— Start of Document excerpt —

Whenever some computation determines the number of characters in
C<data>, it must update the C<size> field and set the C<size_valid>
boolean.  Whenever some computation changes the C<data> in a way that
changes the number of characters, the computation must also clear the
C<size_valid> boolean.

Whenever some computation determines the first byte of the last
character in C<data>, it must update the C<last_offset> to point to
that first byte, and set the C<last_valid> boolean.  Whenever some
computation invalidates the C<last_offset>, the computation must also
clear the C<last_valid> boolean.

Whenever some computation determines the first byte of the C<index>-th
character in C<data>, it must update the C<index_offset> to point to
the first bytes, and set the C<index_valid> boolean.  Whenever some
computation invalidates the C<index_offset> (changes the length of a
subsequence of C<data> before the C<index_offset>), the computation
must also clear the C<index_valid> boolean.  This is intended to
serve as a very light-weight cache of the character offset.

The C<index_offset> and C<last_offset> are offsets by design,
as opposed to pointers.  This way one cannot accidentally mix
pointers from different allocations; all operations are to be
relative to the C<data>.

The third and final layer of Parrot string is localised string.

— End of Document excerpt —

• **Task list**
1 – Decide whether each statement below agrees with the Parrot string excerpt. Answer yes or no for each, and quote the words of the text that settle it. (a) A computation that changes data so that its number of characters changes must clear the size_valid boolean. (b) The index_offset and last_offset fields are pointers into data. (c) Localised string is the third and final layer of Parrot string.
2 – Please print the part of the Parrot string excerpt from "The C<index_offset> and" to "is localised string.".

— Start of Excerpted data —

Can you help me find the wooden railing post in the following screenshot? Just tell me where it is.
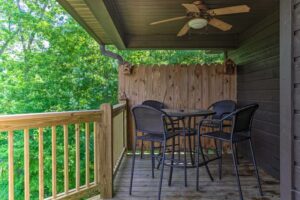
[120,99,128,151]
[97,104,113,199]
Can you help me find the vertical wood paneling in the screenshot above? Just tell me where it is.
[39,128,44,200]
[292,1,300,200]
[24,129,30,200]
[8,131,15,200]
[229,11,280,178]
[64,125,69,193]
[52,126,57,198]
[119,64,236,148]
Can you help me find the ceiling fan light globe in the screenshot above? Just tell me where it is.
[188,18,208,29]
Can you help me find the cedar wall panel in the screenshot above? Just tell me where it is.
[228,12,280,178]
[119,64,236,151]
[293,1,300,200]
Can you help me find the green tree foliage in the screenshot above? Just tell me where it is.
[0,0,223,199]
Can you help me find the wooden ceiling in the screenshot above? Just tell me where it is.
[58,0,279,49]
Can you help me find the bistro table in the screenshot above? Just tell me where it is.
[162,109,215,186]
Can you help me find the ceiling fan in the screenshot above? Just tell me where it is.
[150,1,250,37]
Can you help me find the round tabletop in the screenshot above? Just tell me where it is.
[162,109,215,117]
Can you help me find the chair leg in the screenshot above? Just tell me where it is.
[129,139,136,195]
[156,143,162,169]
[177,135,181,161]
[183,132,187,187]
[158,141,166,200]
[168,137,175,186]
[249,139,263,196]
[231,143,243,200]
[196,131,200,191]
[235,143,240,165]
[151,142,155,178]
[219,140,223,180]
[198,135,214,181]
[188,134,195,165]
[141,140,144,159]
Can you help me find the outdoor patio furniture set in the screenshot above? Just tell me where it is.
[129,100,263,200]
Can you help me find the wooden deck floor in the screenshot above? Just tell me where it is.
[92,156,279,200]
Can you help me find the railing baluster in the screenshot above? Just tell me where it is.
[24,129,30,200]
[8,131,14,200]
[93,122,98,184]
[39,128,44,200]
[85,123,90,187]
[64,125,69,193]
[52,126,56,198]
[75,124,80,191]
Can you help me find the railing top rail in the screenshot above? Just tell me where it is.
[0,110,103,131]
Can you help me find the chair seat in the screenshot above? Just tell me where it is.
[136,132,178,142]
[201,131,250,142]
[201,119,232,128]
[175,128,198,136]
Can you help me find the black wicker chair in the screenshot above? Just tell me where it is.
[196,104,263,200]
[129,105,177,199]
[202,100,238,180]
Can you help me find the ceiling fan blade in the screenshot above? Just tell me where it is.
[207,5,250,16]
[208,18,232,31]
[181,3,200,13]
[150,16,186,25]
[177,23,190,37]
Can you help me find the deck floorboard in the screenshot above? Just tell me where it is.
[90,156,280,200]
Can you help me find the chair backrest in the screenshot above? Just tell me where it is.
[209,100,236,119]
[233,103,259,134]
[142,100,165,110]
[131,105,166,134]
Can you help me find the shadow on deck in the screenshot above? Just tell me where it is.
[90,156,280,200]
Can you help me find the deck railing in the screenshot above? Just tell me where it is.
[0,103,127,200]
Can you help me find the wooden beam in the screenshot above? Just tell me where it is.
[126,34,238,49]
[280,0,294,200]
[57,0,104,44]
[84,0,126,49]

— End of Excerpted data —
— Start of Excerpted data —

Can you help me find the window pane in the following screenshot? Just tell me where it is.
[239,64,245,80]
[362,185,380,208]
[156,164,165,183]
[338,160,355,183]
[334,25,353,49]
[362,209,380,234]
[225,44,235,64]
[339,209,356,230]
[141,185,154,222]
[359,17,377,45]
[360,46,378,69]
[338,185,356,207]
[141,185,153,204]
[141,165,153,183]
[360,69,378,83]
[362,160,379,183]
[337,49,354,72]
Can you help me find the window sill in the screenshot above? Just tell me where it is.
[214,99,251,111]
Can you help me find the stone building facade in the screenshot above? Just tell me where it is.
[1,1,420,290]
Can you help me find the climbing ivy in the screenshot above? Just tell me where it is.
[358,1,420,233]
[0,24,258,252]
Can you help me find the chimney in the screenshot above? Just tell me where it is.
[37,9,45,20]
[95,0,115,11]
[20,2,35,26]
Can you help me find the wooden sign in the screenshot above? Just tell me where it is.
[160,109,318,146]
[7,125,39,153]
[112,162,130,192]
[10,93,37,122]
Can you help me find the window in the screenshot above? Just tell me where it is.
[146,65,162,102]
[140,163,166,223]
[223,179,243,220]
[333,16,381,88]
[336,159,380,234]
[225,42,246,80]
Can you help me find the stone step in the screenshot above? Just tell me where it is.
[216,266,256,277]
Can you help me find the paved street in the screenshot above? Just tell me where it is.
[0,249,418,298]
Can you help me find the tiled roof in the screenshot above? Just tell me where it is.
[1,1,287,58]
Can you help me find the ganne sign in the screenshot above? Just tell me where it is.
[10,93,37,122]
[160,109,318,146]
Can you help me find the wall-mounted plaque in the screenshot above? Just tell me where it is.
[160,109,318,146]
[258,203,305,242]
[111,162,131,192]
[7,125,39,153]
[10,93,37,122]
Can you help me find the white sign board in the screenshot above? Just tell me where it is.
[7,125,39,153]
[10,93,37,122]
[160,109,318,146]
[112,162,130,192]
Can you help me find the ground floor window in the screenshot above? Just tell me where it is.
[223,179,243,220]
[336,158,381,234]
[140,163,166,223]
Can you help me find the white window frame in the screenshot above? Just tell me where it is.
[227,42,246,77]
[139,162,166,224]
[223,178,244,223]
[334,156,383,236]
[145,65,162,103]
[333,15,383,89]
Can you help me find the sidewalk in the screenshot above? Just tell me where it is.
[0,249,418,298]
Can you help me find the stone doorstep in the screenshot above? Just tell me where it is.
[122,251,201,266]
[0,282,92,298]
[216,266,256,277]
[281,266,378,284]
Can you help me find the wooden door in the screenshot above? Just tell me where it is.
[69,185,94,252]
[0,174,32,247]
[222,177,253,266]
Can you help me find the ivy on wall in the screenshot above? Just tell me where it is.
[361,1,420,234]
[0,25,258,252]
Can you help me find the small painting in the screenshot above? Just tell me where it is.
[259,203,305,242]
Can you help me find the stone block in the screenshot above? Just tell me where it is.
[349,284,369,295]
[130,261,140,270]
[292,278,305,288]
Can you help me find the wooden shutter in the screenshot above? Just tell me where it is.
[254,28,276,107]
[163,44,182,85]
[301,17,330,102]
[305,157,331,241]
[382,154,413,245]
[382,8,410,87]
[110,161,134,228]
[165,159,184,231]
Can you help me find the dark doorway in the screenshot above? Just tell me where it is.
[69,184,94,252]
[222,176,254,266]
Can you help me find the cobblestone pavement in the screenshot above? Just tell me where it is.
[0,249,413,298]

— End of Excerpted data —
— Start of Excerpted data —

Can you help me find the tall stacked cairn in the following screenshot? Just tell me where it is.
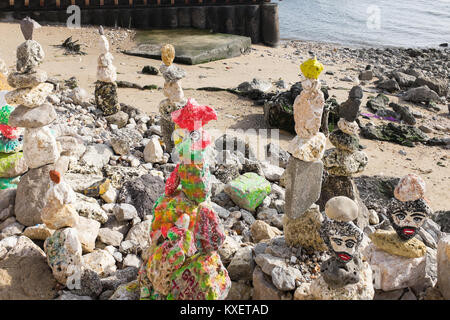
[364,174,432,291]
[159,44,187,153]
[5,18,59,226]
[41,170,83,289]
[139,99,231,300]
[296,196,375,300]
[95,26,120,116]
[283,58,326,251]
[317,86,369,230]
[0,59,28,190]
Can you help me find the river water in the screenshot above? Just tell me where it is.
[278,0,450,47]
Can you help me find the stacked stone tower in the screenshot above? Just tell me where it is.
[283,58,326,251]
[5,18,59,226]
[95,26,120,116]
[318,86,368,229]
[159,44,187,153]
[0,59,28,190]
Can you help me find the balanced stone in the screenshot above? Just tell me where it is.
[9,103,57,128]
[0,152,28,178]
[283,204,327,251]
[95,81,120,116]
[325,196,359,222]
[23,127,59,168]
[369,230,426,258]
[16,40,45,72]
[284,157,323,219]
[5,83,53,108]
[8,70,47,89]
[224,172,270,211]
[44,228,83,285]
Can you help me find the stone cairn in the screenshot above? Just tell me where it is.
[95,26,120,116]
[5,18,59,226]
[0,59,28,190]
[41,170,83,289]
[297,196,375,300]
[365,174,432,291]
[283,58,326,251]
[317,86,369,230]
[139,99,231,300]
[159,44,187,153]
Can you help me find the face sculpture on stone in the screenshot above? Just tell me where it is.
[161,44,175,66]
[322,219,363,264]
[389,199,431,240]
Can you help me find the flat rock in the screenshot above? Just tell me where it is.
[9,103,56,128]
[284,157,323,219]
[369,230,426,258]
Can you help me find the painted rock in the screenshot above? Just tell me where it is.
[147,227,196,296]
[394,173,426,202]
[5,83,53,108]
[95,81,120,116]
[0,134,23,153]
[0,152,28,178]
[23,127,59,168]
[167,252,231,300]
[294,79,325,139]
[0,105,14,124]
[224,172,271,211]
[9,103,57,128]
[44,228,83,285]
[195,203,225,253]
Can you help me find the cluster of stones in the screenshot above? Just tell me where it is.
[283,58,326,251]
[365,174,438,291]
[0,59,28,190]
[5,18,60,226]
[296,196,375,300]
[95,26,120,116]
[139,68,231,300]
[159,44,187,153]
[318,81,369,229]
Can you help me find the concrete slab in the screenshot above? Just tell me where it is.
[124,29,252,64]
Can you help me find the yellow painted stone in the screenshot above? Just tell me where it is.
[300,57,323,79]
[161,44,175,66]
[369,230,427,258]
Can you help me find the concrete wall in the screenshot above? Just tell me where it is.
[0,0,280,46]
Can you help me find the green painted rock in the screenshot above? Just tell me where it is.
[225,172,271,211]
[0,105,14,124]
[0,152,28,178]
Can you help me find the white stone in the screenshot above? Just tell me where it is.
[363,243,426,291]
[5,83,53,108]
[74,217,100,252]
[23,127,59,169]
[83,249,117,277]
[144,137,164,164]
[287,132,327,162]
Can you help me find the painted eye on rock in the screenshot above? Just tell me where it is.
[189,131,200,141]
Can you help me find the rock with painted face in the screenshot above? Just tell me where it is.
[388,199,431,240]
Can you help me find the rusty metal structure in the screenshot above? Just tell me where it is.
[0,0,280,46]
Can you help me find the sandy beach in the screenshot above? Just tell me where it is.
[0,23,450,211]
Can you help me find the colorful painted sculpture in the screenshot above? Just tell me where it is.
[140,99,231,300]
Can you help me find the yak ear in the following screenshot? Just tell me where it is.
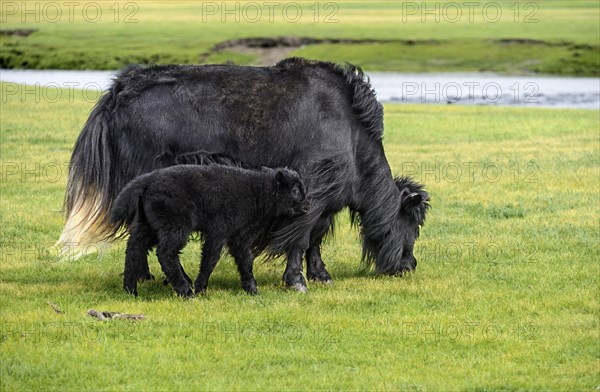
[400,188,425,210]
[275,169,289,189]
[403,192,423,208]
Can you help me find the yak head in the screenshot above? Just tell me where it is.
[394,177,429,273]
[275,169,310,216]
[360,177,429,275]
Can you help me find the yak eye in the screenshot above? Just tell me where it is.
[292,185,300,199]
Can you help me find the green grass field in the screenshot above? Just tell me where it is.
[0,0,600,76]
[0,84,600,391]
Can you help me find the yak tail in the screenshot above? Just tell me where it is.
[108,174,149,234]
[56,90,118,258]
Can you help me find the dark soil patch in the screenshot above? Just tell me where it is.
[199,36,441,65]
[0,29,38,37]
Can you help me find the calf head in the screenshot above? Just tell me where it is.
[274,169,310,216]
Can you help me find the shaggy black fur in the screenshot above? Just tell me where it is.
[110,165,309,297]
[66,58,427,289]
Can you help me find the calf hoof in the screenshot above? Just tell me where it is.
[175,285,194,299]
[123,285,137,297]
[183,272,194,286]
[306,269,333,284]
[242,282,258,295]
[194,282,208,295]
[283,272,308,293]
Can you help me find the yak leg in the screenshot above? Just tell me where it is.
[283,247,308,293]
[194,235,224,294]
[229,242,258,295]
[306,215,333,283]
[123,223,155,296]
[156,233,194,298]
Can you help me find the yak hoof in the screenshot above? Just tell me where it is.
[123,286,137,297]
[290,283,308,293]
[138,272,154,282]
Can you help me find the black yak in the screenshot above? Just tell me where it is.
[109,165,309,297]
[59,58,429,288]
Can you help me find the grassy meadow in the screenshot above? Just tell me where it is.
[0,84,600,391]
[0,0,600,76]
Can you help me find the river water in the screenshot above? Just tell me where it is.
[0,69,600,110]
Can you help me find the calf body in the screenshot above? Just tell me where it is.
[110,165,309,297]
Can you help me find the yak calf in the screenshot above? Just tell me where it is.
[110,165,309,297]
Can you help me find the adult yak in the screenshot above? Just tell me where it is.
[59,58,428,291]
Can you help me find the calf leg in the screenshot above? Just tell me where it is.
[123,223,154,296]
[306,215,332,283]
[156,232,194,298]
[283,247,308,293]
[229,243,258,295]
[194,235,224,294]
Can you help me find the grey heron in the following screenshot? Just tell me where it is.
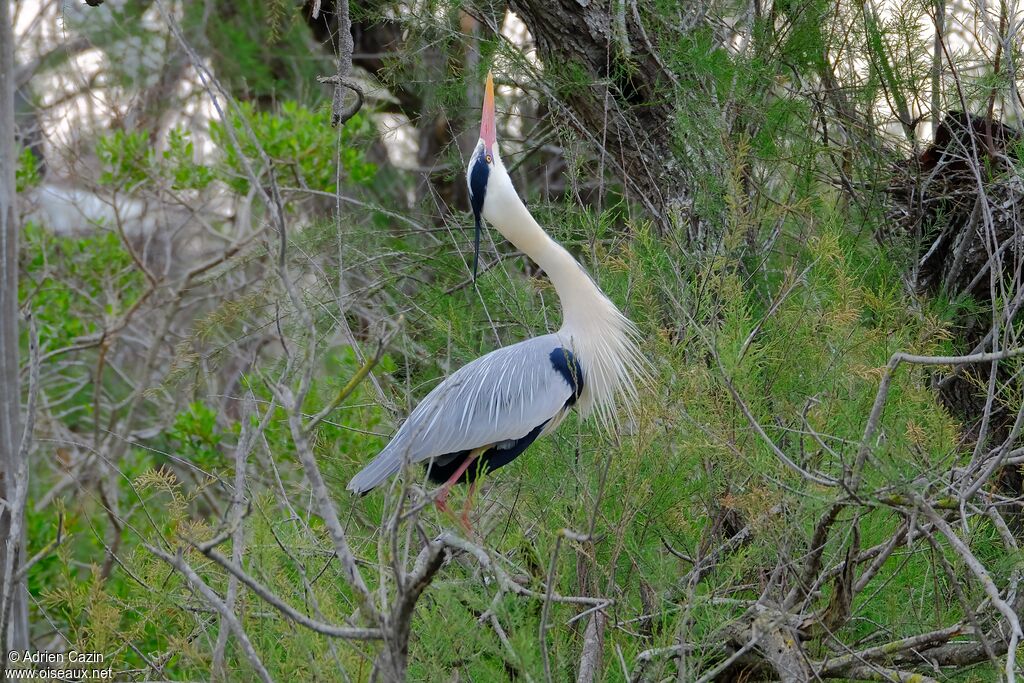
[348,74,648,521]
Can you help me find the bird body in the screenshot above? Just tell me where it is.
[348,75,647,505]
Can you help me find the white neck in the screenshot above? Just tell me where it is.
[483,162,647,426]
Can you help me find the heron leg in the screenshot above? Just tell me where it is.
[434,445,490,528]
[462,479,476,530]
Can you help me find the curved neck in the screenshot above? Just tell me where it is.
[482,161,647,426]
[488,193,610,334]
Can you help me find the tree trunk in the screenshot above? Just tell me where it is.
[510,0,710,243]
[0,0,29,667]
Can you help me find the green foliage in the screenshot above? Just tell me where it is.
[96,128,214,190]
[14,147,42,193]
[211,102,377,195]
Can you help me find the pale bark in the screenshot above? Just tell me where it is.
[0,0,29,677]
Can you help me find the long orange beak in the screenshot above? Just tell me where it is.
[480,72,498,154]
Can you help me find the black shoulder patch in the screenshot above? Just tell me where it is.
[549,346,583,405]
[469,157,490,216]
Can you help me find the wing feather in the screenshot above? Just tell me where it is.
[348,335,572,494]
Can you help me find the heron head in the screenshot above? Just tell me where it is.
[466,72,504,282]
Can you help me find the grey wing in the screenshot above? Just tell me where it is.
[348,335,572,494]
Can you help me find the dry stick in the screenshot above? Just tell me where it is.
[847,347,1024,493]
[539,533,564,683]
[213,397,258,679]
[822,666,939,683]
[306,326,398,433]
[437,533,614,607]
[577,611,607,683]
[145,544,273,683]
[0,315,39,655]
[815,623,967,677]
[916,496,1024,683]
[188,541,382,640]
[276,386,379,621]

— End of Excerpted data —

• **The answers**
1 –
(a) Yes: "Whenever some computation changes the C<data> in a way that changes the number of characters, the computation must also clear the C<size_valid> boolean."
(b) No: "The C<index_offset> and C<last_offset> are offsets by design, as opposed to pointers."
(c) Yes: "The third and final layer of Parrot string is localised string."

2 –
The C<index_offset> and C<last_offset> are offsets by design,
as opposed to pointers.  This way one cannot accidentally mix
pointers from different allocations; all operations are to be
relative to the C<data>.

The third and final layer of Parrot string is localised string.